Copy out every line of the records where the string "mountain" occurs.

━━━

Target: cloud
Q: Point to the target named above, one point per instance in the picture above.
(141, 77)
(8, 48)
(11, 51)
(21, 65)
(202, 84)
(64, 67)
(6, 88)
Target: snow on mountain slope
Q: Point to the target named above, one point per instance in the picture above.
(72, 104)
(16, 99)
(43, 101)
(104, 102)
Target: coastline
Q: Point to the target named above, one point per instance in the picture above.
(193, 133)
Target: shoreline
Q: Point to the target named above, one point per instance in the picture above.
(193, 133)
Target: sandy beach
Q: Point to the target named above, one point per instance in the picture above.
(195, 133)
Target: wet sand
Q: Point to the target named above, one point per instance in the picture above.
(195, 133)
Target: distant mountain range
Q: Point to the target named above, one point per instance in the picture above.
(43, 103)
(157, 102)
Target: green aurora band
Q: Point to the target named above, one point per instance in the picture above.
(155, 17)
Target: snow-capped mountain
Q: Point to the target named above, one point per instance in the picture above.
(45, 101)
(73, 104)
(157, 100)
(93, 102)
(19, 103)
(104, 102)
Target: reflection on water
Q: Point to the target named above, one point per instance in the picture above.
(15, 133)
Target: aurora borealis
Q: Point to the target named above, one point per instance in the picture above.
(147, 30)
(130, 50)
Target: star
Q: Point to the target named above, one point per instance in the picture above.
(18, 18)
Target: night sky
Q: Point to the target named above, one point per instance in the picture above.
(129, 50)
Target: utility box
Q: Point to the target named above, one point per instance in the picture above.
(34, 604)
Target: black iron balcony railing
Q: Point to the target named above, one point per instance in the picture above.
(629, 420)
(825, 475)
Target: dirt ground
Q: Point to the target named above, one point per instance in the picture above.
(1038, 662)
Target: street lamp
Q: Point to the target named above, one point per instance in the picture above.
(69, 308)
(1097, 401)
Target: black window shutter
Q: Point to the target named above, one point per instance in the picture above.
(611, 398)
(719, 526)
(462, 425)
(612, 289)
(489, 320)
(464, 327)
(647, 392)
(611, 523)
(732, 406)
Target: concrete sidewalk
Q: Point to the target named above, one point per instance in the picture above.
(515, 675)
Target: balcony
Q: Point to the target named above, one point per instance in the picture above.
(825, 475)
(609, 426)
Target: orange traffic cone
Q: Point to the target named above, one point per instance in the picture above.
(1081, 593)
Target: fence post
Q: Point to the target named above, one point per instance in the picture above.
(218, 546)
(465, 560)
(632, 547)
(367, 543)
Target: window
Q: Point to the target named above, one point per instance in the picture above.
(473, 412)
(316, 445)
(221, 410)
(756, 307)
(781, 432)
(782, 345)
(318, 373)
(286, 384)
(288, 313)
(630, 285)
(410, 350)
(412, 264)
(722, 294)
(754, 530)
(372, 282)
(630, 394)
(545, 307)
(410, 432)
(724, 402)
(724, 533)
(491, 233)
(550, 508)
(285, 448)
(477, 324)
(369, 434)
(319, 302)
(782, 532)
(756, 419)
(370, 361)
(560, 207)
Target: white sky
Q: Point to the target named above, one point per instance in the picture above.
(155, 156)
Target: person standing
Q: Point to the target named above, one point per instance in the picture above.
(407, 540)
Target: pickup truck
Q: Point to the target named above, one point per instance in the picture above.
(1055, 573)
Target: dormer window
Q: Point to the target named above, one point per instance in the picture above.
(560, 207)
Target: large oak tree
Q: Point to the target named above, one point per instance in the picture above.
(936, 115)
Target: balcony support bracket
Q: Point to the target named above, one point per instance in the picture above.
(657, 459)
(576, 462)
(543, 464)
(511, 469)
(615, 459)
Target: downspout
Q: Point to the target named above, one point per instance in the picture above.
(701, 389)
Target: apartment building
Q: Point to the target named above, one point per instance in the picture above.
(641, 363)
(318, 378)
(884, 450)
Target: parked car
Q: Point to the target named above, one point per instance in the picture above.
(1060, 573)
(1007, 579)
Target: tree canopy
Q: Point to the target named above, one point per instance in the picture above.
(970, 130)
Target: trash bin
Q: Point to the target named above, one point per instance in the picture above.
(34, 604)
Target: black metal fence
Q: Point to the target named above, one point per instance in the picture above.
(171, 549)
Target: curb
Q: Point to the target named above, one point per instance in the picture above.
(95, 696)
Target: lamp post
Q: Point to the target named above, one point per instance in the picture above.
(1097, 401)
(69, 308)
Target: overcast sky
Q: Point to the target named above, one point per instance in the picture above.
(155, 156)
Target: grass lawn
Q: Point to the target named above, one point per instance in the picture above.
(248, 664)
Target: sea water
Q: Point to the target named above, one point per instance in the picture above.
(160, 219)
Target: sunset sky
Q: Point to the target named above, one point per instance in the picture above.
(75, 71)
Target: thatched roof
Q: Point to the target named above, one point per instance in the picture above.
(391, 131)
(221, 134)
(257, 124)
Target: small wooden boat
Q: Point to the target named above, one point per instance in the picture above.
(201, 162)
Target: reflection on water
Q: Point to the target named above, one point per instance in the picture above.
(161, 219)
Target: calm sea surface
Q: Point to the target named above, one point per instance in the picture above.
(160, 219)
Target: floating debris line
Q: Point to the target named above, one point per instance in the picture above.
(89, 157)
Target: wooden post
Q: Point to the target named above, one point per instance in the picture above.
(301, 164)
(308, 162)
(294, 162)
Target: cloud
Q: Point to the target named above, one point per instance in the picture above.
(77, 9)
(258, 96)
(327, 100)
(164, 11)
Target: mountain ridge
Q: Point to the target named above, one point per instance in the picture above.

━━━

* [Answer below]
Target: snow on mountain slope
Target: distant mountain range
Target: snow-capped mountain
Target: mountain ridge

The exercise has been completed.